#### ページ
┌──

説明

電子式歩数計

【課題】 電子式歩数計の加速度センサが外部操作部材の操作による影響を受けないようにすること。
【解決手段】 加速度センサ3が搭載された基板2がケース1内に収納され、ケース1に外部操作部材4が可動可能に取り付けられ、且つ基板2のスイッチ接点部5に外部操作部材4で操作されるスイッチ接点部5が配置されている電子式歩数計において、外部操作部材4を操作したときに基板2のスイッチ接点部5に発生する振動8が基板2に搭載されている加速度センサ3に伝わらないような振動阻止手段7Aを基板2に施した。

【発明の詳細な説明】
【技術分野】
【0001】
本発明は、モード切替スイッチ等の外部操作部材を備えた電子式歩数計に関する。
【背景技術】
【0002】
一般的な電子式歩数計は、例えば特許第3493550号公報(特許文献1)や特開2005−291890号公報(特許文献2)など開示されている如く、プログラムに従って各種の演算と制御を行うCPUの如き制御部、基準クロック信号発生器と分周・タイミング回路とを含む時刻計時部、前記プログラムが記憶されたROMの如きプログラム記憶部、歩数などの各種データが記憶されるRAMの如きデータ記憶部、時刻設定やモード切替のための入力手段、時刻や歩数などを表示するLCD、LCDを駆動する表示ドライバ、及び歩数センサとで構成されている。電子式歩数計の歩数センサとしては、半導体加速度センサが代表的なものである。

└──

#### 練習のねらい
電子式歩数計の文書の【背景技術】の中で、一般的な電子式歩数計をつくっているものとして挙げられている部分を、すべて書き出してください。

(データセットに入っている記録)

┌──

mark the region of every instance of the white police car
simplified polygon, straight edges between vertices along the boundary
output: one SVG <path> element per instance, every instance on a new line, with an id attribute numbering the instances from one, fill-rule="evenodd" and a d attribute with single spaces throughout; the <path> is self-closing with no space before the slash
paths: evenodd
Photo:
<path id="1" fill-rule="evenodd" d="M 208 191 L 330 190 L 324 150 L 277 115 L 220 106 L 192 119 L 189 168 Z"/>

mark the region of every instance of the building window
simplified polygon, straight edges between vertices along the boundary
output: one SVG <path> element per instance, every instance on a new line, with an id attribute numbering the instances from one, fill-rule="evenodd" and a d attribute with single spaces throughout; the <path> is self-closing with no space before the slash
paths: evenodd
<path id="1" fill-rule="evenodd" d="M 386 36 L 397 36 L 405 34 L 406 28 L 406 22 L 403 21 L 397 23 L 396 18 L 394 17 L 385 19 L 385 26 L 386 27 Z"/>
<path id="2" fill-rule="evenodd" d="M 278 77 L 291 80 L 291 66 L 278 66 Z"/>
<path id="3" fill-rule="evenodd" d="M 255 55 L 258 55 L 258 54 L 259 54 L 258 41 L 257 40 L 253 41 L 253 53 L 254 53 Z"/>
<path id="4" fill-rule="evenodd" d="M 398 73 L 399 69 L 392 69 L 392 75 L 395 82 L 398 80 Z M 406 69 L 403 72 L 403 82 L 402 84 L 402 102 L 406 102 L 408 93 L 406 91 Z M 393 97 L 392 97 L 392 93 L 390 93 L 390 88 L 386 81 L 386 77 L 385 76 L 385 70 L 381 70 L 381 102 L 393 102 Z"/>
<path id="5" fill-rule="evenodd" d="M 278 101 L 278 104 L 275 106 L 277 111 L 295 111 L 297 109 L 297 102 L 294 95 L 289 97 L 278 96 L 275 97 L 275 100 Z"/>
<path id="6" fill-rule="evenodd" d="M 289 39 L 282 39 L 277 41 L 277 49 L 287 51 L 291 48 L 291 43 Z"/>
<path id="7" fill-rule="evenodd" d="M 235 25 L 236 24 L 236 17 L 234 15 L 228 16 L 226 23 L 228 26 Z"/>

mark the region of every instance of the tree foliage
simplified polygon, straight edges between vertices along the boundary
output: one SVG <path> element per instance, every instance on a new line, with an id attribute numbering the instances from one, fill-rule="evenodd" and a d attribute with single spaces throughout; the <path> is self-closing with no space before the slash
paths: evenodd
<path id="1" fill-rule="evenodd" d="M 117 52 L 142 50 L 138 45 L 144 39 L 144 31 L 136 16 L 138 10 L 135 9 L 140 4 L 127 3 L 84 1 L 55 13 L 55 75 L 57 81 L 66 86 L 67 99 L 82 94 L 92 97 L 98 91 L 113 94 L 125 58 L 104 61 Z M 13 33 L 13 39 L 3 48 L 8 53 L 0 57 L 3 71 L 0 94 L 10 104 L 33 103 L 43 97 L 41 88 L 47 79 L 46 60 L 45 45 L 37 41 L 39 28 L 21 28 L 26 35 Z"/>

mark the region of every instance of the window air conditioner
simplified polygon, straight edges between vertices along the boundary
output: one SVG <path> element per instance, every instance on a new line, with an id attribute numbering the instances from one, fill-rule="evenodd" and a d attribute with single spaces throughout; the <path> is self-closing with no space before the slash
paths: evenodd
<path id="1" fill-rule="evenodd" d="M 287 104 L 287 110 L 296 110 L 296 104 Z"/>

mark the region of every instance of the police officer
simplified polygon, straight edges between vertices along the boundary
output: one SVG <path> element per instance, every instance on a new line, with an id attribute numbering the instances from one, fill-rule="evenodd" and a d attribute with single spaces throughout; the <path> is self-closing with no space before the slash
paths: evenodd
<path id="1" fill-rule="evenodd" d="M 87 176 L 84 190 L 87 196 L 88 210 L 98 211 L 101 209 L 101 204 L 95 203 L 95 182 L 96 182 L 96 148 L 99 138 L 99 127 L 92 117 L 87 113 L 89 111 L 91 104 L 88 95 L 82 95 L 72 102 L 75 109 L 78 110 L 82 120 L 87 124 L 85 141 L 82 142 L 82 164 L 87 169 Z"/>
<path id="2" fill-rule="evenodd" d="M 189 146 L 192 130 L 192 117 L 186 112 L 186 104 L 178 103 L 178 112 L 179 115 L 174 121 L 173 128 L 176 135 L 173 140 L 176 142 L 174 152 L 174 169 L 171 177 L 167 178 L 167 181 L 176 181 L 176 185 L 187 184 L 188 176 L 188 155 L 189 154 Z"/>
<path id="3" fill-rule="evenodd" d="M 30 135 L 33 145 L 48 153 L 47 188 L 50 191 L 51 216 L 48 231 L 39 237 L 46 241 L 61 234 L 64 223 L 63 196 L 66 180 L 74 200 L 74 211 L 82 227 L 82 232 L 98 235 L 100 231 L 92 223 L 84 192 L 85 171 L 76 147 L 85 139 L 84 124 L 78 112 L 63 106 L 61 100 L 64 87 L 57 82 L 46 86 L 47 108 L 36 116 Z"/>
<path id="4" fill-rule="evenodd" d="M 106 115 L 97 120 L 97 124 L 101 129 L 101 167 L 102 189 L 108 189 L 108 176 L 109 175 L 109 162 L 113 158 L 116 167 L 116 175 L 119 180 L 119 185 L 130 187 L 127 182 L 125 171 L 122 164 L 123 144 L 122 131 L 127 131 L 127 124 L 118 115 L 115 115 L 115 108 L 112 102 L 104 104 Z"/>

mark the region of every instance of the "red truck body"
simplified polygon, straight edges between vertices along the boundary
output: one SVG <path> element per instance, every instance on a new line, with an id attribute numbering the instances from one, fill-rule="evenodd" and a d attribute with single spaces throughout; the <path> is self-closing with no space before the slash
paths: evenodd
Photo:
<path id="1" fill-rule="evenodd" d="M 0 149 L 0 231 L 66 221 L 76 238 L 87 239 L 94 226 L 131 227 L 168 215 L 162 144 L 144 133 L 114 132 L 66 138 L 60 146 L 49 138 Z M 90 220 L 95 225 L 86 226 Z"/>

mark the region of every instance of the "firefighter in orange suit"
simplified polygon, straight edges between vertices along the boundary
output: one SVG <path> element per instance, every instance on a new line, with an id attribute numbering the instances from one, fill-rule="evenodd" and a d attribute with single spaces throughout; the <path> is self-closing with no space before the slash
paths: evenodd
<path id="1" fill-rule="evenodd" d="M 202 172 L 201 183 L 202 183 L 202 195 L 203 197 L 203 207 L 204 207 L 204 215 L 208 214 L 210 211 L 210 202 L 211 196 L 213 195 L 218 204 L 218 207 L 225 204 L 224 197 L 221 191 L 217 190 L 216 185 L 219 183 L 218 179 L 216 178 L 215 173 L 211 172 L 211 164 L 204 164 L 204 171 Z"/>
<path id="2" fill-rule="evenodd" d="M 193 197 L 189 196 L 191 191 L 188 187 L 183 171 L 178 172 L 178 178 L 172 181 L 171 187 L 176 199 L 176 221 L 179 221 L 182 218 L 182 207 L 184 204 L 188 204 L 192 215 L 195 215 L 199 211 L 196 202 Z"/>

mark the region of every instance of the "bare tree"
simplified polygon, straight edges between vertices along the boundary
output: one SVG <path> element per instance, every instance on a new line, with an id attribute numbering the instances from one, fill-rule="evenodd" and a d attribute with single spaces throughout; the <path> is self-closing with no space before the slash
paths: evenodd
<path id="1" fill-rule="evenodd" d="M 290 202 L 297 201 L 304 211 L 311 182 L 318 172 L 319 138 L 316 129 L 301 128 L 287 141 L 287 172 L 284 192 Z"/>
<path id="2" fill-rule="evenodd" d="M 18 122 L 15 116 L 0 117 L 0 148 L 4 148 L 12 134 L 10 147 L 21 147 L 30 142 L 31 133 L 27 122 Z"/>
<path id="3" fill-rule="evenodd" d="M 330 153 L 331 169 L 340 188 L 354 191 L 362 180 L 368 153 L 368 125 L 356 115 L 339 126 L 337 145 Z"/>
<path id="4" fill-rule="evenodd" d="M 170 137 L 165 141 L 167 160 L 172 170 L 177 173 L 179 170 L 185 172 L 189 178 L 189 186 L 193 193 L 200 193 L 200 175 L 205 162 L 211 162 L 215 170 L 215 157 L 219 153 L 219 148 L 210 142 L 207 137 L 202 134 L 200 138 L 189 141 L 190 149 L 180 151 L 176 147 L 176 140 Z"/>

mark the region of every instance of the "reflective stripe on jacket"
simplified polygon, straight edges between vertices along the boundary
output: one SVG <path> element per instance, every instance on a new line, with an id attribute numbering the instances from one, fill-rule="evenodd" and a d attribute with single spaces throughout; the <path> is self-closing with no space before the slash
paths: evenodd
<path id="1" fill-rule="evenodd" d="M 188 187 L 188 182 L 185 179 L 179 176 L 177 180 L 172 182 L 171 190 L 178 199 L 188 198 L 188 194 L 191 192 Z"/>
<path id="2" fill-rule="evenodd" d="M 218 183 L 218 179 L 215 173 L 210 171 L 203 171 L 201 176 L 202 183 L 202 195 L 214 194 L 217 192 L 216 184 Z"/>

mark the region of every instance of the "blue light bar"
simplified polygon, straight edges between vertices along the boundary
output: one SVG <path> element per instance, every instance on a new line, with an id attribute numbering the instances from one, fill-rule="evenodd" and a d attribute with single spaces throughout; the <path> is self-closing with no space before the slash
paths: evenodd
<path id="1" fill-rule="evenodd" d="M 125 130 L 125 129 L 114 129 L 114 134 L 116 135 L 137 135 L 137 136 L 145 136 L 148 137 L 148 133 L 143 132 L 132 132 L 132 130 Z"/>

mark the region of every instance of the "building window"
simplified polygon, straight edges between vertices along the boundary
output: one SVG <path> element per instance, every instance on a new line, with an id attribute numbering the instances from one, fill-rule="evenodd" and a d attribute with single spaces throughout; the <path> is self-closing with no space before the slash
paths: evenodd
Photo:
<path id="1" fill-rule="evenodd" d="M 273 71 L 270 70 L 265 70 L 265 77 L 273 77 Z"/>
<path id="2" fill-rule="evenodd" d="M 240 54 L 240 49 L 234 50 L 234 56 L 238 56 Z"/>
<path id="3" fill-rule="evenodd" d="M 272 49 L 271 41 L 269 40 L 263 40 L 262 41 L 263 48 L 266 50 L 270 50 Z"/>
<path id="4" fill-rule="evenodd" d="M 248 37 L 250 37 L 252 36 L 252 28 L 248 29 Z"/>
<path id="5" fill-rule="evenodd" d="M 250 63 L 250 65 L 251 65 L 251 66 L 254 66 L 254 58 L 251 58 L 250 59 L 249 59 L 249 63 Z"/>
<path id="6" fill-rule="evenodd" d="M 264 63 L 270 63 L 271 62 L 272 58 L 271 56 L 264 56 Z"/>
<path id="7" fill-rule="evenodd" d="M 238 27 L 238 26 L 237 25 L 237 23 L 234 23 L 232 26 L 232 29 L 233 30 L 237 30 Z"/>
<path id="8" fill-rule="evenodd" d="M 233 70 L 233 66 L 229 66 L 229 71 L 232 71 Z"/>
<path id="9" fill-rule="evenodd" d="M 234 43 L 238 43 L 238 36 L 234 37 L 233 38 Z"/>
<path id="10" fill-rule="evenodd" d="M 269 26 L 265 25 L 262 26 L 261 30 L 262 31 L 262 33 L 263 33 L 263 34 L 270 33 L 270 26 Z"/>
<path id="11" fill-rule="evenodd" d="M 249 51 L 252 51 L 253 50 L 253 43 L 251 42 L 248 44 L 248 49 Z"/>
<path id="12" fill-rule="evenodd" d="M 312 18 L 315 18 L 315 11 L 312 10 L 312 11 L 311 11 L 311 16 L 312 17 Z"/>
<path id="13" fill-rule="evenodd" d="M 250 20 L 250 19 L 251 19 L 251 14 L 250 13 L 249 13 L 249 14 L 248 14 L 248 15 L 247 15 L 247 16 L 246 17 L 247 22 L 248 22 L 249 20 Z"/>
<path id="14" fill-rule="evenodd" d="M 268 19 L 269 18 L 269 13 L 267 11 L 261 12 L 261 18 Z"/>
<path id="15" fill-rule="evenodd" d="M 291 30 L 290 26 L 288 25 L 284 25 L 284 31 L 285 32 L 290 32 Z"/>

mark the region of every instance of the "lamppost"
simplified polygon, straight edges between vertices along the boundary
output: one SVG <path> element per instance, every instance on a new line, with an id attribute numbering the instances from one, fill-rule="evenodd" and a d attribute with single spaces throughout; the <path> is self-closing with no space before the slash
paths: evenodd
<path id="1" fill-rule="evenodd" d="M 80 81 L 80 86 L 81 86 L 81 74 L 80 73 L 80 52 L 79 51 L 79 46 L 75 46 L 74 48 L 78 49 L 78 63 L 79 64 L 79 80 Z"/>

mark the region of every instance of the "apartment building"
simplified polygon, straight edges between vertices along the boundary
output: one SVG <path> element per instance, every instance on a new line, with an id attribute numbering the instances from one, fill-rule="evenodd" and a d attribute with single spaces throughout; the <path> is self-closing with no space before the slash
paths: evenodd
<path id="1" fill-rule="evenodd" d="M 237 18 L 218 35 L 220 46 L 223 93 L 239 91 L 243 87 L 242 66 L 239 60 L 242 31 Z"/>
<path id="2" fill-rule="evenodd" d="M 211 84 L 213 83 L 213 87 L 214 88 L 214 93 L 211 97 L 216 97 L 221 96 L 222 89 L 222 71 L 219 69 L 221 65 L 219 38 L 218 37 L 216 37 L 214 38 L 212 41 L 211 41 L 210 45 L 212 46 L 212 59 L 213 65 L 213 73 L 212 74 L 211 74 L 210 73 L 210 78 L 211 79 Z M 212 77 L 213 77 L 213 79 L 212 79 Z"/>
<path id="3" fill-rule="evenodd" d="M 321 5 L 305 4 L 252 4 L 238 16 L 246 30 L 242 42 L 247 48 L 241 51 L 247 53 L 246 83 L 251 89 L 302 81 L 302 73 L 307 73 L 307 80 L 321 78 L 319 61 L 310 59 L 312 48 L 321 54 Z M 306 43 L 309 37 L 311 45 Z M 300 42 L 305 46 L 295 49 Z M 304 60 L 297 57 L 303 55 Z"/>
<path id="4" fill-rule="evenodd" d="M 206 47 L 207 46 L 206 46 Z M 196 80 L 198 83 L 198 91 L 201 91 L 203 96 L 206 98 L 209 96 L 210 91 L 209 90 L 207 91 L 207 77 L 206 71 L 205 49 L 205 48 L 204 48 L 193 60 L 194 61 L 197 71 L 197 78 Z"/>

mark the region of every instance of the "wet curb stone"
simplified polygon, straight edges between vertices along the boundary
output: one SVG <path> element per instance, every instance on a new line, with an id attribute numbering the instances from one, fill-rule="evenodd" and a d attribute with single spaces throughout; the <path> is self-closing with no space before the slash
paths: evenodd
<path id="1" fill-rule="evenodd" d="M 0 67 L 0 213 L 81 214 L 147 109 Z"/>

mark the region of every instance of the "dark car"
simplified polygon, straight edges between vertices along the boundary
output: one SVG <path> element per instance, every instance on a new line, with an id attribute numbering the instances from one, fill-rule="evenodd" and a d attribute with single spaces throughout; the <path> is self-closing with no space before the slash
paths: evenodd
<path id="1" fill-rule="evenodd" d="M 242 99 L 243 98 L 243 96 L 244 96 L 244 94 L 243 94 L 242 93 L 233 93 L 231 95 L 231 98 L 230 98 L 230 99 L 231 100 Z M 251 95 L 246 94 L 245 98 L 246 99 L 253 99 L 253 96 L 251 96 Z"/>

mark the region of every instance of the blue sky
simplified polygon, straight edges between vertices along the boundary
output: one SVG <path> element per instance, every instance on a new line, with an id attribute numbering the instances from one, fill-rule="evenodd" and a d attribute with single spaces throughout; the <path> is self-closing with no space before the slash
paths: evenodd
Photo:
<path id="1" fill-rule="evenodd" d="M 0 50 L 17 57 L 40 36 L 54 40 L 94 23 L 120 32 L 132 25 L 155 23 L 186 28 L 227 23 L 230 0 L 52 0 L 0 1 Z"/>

└──

#### 完成した答え
制御部、時刻計時部、プログラム記憶部、データ記憶部、入力手段、LCD、表示ドライバ、歩数センサ